» **WRITTEN EXERCISE A**: Translate this sentence from the mortgage forum thread into Spanish: "I’m having trouble determining which is the best mortgage option for us."

» **TEXT EXTRACT**:
# Help with fixed, variable or HELOC for our next home purchase? Please?



## Addy (Mar 12, 2010)

We will be purchasing a house over the next four months or so. I’m having trouble determining which is the best mortgage option for us. I spoke with a Mortgage broker who is familiar with military moves (we’re a military family, being posted to a new location). Here are the options we have so far, if anyone would kindly comment I’d appreciate any input.

1.	Conventional Mortgage, 5 yr term amortized over 20 or 25 years, after interest rate buy down (if we use $ left in our funding/move envelope to buy down a mortgage interest rate, the money is tax free, as opposed to cashing it out and it becomes taxable) we would get a rate of about 3.27% (4.04% less the buy down). I think 4.04% seems rather high.
a.	Considerations:
i.	According to the Broker I spoke with, only certain lenders allow portability without restrictions (I can list all of them, but a few are ING, Scotia Mortgage Authority, Concentra). ( I became overwhelmed speaking with the Broker and the restrictions on portability didn’t sink in… I have to check again into this).

(Lines of data)

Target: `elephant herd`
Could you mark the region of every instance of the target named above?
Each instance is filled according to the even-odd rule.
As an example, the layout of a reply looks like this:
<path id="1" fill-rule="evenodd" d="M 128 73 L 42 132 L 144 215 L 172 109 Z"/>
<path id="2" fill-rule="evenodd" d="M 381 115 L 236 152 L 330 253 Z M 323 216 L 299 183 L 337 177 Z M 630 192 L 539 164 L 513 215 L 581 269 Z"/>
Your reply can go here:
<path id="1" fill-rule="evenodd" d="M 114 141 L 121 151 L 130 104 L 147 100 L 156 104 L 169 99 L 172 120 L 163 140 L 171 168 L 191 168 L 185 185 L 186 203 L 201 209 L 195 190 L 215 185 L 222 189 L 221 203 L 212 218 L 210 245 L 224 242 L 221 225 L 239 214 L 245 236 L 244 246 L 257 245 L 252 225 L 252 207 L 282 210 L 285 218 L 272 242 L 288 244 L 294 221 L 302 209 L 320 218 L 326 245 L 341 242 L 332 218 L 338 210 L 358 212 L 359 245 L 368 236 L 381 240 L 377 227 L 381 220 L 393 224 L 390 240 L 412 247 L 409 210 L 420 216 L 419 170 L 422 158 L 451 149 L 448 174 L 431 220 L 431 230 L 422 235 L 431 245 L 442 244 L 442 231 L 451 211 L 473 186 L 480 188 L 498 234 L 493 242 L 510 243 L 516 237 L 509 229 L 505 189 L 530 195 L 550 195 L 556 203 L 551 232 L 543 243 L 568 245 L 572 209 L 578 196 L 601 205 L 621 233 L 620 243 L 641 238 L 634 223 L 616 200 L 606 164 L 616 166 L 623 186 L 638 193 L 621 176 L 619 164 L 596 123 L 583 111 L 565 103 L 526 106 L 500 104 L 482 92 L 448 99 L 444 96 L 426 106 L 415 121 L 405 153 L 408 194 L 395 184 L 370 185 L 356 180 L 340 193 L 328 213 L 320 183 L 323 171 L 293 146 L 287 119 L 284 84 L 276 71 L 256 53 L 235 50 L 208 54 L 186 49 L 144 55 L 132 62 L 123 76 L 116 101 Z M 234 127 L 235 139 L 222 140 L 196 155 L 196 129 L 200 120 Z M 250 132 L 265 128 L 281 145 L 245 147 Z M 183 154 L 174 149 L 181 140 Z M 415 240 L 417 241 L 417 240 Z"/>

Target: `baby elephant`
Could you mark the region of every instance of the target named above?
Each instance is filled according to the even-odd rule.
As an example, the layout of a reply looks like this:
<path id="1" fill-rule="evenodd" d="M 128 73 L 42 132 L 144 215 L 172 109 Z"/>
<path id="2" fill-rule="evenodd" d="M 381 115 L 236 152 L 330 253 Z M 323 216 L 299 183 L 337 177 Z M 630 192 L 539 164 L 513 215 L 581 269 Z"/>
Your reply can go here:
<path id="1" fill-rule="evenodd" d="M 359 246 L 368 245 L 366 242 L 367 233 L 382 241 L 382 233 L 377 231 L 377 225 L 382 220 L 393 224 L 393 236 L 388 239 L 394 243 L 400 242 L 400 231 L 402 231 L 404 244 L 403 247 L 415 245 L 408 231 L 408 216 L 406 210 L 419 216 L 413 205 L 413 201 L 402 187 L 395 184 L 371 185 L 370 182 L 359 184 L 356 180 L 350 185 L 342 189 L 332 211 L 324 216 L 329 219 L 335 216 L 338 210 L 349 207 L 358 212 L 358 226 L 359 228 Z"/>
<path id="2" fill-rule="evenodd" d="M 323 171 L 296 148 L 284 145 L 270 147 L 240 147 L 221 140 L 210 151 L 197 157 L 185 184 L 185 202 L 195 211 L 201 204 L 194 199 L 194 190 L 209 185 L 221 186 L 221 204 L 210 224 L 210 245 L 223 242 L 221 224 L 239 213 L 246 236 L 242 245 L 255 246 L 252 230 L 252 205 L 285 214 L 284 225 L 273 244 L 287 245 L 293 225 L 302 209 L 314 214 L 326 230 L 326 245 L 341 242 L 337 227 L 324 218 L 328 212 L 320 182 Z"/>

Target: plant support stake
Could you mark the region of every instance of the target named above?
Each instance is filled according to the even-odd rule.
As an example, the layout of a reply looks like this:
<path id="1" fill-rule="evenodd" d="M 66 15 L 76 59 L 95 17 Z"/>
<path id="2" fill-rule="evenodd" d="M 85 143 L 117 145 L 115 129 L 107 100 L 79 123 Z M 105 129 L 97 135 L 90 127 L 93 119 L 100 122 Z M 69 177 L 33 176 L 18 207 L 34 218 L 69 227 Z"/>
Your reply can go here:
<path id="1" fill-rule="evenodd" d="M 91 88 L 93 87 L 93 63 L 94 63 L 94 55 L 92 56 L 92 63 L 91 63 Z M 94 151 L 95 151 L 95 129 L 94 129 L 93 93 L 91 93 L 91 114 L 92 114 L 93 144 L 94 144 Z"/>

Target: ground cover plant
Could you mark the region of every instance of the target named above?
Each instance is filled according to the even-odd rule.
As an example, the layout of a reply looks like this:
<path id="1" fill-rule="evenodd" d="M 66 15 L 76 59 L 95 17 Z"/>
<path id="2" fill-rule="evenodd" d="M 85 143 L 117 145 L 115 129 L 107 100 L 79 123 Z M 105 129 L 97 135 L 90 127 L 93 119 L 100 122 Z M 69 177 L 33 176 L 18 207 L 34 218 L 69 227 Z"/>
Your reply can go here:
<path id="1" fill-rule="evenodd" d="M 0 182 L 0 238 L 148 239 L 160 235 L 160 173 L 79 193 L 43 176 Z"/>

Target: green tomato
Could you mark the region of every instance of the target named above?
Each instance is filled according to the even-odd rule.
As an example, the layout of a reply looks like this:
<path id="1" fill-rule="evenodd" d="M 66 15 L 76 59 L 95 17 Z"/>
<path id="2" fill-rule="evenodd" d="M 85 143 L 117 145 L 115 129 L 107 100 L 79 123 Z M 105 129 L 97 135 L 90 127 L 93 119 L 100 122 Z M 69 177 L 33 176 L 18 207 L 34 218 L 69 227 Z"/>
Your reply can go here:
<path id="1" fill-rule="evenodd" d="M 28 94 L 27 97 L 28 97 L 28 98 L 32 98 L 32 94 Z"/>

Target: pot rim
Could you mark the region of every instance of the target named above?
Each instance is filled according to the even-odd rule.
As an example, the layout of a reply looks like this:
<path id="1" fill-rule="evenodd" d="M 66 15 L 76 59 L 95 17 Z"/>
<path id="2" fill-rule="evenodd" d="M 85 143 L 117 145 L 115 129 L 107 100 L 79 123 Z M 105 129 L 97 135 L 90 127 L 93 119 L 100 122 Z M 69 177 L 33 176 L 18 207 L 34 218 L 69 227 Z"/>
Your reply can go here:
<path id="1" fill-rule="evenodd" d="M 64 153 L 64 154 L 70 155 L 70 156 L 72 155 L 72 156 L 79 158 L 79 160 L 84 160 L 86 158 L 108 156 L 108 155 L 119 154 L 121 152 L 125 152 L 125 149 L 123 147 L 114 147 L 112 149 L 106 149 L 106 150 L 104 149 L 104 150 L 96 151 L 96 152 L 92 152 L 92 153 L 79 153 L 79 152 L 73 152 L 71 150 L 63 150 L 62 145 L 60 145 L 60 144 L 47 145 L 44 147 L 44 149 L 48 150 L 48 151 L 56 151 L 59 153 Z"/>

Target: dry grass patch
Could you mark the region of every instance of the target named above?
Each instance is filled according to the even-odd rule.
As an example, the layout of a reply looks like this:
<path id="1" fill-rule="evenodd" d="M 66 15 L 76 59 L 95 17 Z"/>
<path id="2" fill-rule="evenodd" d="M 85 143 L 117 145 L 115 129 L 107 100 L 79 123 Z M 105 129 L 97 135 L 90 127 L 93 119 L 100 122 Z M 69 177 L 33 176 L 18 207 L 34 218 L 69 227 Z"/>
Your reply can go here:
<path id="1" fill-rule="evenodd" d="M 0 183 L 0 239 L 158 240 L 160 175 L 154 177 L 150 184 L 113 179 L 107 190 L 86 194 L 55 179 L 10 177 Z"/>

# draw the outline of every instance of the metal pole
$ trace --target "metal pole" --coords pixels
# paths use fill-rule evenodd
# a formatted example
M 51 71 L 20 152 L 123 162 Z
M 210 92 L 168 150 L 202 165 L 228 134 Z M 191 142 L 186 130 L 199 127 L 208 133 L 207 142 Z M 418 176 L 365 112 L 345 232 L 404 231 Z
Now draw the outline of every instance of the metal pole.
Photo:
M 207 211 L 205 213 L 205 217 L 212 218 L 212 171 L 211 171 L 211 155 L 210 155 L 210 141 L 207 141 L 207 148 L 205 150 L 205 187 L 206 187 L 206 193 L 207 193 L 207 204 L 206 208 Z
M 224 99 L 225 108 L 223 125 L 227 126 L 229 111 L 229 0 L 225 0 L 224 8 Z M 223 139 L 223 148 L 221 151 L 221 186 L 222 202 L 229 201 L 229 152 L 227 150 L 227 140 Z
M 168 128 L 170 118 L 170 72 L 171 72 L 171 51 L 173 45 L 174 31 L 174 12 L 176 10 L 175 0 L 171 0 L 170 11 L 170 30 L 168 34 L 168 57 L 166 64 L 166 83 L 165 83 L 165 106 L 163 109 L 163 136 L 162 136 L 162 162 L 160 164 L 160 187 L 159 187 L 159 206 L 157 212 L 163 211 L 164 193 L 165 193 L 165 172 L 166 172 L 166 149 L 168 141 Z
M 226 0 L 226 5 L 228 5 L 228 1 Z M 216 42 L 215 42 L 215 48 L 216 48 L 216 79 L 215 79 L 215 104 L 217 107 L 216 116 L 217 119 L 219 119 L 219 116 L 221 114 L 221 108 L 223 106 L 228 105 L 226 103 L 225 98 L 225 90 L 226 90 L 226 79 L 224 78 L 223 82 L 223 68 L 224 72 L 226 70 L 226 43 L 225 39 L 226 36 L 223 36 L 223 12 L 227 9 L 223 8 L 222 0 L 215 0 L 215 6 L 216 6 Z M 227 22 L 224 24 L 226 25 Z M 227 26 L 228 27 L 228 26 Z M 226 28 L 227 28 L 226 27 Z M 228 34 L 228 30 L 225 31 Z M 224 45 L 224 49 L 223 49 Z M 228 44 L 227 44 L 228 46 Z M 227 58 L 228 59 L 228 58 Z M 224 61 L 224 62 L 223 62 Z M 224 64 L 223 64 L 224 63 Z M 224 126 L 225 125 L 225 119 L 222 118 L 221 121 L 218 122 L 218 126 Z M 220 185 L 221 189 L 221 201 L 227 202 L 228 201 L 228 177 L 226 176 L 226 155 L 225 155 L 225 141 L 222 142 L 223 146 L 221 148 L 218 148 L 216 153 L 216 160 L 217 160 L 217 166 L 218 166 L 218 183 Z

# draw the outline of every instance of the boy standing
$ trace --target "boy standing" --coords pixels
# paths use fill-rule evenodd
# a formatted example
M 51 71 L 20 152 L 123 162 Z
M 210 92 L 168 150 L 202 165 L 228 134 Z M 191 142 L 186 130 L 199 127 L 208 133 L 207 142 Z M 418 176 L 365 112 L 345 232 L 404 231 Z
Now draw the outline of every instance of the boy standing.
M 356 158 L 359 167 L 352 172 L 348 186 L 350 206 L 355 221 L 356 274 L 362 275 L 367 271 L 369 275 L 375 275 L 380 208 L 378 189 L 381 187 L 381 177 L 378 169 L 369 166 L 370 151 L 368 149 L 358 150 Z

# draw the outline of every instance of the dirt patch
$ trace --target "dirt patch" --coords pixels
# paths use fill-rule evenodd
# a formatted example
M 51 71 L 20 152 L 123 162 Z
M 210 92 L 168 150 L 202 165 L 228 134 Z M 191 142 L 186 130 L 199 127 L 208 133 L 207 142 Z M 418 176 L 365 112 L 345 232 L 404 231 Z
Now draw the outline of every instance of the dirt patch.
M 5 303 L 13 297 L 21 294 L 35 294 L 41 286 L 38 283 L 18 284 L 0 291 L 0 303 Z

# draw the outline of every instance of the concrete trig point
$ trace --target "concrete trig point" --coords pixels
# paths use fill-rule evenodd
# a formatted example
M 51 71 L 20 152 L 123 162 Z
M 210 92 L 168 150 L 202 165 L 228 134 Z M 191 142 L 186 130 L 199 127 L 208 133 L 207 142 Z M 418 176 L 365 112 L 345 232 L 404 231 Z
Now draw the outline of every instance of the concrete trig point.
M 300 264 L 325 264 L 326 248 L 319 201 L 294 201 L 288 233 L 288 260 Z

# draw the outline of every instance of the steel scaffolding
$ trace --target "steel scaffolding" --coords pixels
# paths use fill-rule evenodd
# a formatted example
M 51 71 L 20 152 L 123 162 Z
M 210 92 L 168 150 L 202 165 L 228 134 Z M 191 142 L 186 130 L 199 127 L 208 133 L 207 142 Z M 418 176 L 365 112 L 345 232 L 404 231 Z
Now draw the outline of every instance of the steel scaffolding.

» **WRITTEN EXERCISE B**: Please give the stretch of the entries from the line containing "Target: dry grass patch" through the line containing "183 L 0 239" as a numbered list, leaving out blank lines.

» **EXPECTED OUTPUT A**: Me cuesta determinar cuál es la mejor opción de hipoteca para nosotros.

» **EXPECTED OUTPUT B**:
1. Target: dry grass patch
2. Could you mark the region of every instance of the target named above?
3. Each instance is filled according to the even-odd rule.
4. As an example, the layout of a reply looks like this:
5. <path id="1" fill-rule="evenodd" d="M 66 15 L 76 59 L 95 17 Z"/>
6. <path id="2" fill-rule="evenodd" d="M 85 143 L 117 145 L 115 129 L 107 100 L 79 123 Z M 105 129 L 97 135 L 90 127 L 93 119 L 100 122 Z M 69 177 L 33 176 L 18 207 L 34 218 L 69 227 Z"/>
7. Your reply can go here:
8. <path id="1" fill-rule="evenodd" d="M 0 183 L 0 239 L 158 240 L 160 175 L 154 177 L 150 184 L 113 179 L 107 190 L 86 194 L 55 179 L 10 177 Z"/>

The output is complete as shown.